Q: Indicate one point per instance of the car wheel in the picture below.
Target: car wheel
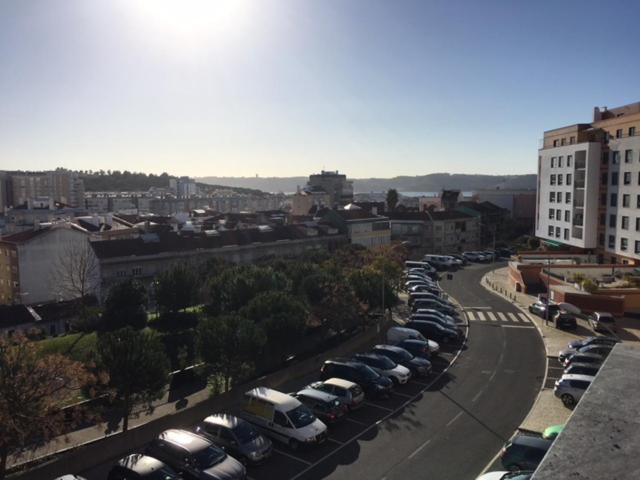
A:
(294, 444)
(568, 400)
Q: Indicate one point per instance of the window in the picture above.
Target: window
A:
(623, 244)
(615, 157)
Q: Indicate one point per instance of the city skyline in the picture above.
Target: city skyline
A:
(236, 89)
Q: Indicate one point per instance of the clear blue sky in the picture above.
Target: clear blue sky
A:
(287, 87)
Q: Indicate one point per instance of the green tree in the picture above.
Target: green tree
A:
(33, 389)
(392, 199)
(137, 366)
(125, 306)
(283, 320)
(230, 345)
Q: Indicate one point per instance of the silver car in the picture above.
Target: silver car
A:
(570, 388)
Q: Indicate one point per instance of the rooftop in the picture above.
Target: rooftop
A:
(602, 436)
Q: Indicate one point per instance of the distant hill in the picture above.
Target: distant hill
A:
(424, 183)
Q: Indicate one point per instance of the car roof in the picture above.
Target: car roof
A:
(140, 463)
(316, 394)
(339, 382)
(185, 439)
(576, 376)
(223, 420)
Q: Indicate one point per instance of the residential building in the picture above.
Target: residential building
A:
(336, 185)
(29, 262)
(437, 232)
(589, 185)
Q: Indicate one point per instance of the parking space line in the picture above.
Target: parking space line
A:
(378, 406)
(357, 422)
(292, 457)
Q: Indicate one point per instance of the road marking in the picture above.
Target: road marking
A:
(525, 317)
(455, 418)
(415, 452)
(292, 457)
(378, 406)
(357, 422)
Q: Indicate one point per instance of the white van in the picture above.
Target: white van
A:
(397, 334)
(282, 417)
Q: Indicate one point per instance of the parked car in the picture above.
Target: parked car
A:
(602, 322)
(540, 308)
(283, 418)
(237, 436)
(593, 340)
(518, 475)
(351, 394)
(430, 303)
(524, 452)
(385, 366)
(138, 466)
(598, 349)
(570, 388)
(417, 365)
(194, 456)
(552, 431)
(590, 369)
(371, 381)
(434, 330)
(579, 357)
(325, 406)
(419, 348)
(565, 320)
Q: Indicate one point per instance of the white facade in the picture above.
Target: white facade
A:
(567, 198)
(623, 198)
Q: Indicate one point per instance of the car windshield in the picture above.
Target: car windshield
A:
(301, 416)
(245, 432)
(164, 473)
(208, 457)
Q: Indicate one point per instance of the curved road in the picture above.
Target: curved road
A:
(458, 425)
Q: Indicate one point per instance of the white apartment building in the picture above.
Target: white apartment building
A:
(588, 192)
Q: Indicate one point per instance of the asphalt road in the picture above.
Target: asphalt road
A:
(448, 427)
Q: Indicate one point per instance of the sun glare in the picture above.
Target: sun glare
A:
(190, 23)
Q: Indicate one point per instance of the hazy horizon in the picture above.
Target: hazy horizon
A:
(284, 88)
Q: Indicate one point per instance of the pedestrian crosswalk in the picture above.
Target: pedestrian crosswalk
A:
(490, 316)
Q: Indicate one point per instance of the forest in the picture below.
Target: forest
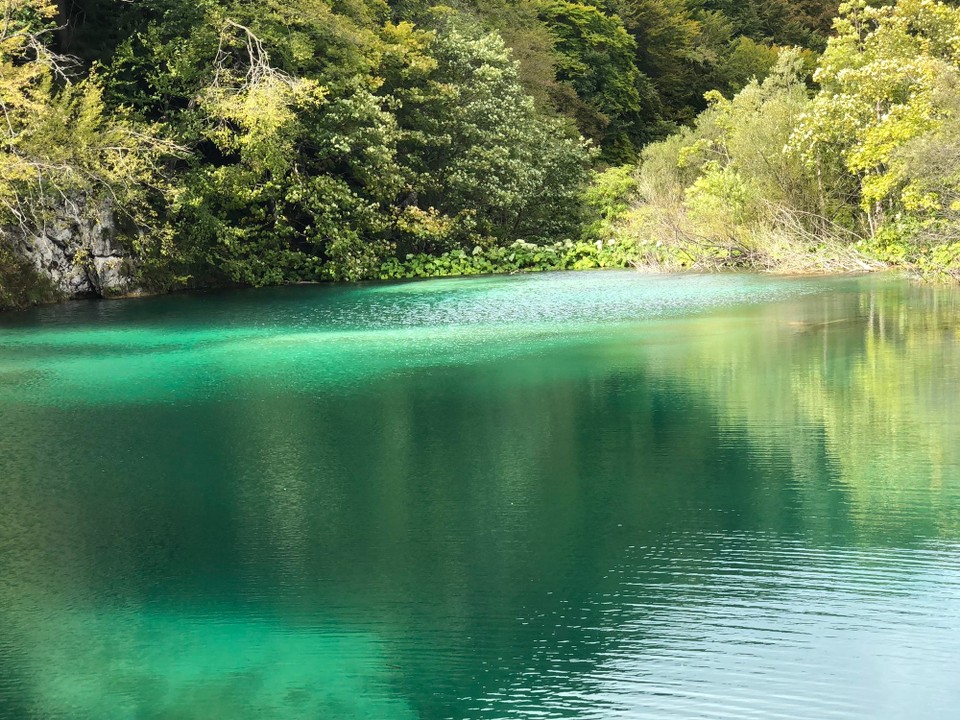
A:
(248, 144)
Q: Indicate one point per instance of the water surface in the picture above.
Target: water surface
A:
(579, 495)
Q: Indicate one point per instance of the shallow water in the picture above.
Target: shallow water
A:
(580, 495)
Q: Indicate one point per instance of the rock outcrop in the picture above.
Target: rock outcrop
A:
(80, 256)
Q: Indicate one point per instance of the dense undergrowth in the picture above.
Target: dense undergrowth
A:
(256, 144)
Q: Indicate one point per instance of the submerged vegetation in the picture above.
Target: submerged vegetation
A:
(305, 140)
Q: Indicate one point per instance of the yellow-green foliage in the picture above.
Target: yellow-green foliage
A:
(864, 169)
(60, 150)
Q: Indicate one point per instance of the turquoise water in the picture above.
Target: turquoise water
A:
(580, 495)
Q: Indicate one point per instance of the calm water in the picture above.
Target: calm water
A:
(599, 495)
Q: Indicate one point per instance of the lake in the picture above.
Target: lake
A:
(575, 495)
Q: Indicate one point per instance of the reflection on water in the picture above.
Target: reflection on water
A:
(580, 495)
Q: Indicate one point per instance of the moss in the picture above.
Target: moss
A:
(21, 286)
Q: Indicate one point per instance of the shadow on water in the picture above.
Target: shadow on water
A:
(596, 495)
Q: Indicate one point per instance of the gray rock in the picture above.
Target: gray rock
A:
(80, 255)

========

Reproduce the lines from the one containing "Q: Indicate one point per instance of the moss" through the end of the records, requests included. Multiply each point coordinate in the answers by 2.5 and round it to a whole number, with halves rounded up.

Q: Indicate one point per instance of the moss in the picture above.
Target: moss
A:
(53, 715)
Q: Indicate one point per instance of the shadow on water in the picture above.
Target: shadow on water
A:
(1490, 1238)
Q: Indicate one point per instance of the gray rock in the picture above.
Target: gray rock
A:
(200, 638)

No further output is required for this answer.